▶ DATA SUPPLIED:
# # #
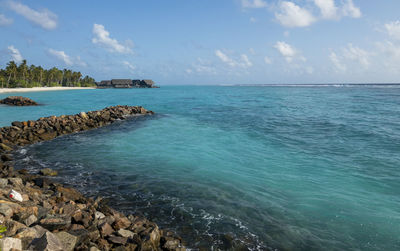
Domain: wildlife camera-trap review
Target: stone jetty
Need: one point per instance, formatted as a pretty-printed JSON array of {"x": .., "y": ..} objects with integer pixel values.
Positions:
[
  {"x": 18, "y": 101},
  {"x": 52, "y": 216}
]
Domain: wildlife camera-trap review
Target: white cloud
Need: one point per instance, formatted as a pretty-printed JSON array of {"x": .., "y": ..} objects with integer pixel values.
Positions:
[
  {"x": 102, "y": 37},
  {"x": 328, "y": 8},
  {"x": 349, "y": 9},
  {"x": 355, "y": 53},
  {"x": 61, "y": 55},
  {"x": 44, "y": 18},
  {"x": 393, "y": 29},
  {"x": 254, "y": 4},
  {"x": 292, "y": 15},
  {"x": 224, "y": 58},
  {"x": 5, "y": 20},
  {"x": 66, "y": 59},
  {"x": 267, "y": 60},
  {"x": 339, "y": 66},
  {"x": 15, "y": 54},
  {"x": 129, "y": 65},
  {"x": 288, "y": 52},
  {"x": 244, "y": 60}
]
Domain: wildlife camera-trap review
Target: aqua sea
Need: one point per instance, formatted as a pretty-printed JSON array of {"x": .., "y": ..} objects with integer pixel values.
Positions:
[{"x": 289, "y": 168}]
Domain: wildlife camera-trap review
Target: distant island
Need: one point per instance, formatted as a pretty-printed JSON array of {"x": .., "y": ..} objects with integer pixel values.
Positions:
[
  {"x": 126, "y": 83},
  {"x": 25, "y": 76}
]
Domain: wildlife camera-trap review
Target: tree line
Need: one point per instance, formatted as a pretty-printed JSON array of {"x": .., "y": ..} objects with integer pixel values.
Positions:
[{"x": 22, "y": 75}]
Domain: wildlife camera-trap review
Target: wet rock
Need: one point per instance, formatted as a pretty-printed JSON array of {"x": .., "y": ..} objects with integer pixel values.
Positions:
[
  {"x": 5, "y": 147},
  {"x": 56, "y": 222},
  {"x": 121, "y": 223},
  {"x": 30, "y": 220},
  {"x": 99, "y": 215},
  {"x": 48, "y": 242},
  {"x": 18, "y": 101},
  {"x": 117, "y": 240},
  {"x": 6, "y": 210},
  {"x": 7, "y": 244},
  {"x": 3, "y": 182},
  {"x": 68, "y": 240},
  {"x": 48, "y": 172},
  {"x": 125, "y": 233},
  {"x": 106, "y": 229}
]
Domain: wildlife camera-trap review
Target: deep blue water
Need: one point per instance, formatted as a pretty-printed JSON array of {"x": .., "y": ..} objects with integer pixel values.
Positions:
[{"x": 290, "y": 168}]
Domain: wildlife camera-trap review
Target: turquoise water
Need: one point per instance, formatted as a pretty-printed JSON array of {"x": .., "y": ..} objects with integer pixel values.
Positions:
[{"x": 291, "y": 168}]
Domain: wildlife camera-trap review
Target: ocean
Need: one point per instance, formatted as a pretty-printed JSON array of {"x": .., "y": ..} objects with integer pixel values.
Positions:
[{"x": 238, "y": 167}]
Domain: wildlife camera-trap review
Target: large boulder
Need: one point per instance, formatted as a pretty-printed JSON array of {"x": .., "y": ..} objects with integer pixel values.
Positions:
[
  {"x": 18, "y": 101},
  {"x": 48, "y": 242}
]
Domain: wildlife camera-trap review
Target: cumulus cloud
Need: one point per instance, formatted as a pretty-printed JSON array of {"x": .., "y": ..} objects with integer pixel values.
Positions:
[
  {"x": 5, "y": 20},
  {"x": 349, "y": 9},
  {"x": 254, "y": 4},
  {"x": 102, "y": 37},
  {"x": 66, "y": 59},
  {"x": 130, "y": 66},
  {"x": 339, "y": 66},
  {"x": 292, "y": 15},
  {"x": 61, "y": 55},
  {"x": 244, "y": 61},
  {"x": 288, "y": 52},
  {"x": 44, "y": 18},
  {"x": 15, "y": 54},
  {"x": 357, "y": 54},
  {"x": 328, "y": 8},
  {"x": 393, "y": 29}
]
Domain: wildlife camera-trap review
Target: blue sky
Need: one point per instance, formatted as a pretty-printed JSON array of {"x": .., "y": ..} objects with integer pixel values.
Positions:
[{"x": 208, "y": 41}]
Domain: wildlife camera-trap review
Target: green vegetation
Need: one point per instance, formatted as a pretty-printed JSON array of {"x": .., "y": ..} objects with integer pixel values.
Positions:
[
  {"x": 2, "y": 230},
  {"x": 16, "y": 76}
]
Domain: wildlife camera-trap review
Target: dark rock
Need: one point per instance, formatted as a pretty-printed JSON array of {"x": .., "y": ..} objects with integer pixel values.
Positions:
[
  {"x": 48, "y": 241},
  {"x": 56, "y": 222},
  {"x": 48, "y": 172},
  {"x": 117, "y": 239}
]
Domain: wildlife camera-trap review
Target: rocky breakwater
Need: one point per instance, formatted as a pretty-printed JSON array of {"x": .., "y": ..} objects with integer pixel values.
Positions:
[
  {"x": 18, "y": 101},
  {"x": 50, "y": 216}
]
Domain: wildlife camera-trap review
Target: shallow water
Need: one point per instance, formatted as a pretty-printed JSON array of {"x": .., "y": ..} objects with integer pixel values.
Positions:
[{"x": 282, "y": 167}]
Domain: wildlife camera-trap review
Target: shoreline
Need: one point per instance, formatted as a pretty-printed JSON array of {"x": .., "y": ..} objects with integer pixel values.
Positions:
[
  {"x": 41, "y": 89},
  {"x": 54, "y": 215}
]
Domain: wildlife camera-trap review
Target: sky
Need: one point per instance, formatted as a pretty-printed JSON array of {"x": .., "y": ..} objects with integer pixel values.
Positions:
# # #
▶ TASK PROMPT:
What lines in the data include the string "cloud"? Copy each one.

▶ OUTPUT:
Target: white cloud
Target: cumulus cloud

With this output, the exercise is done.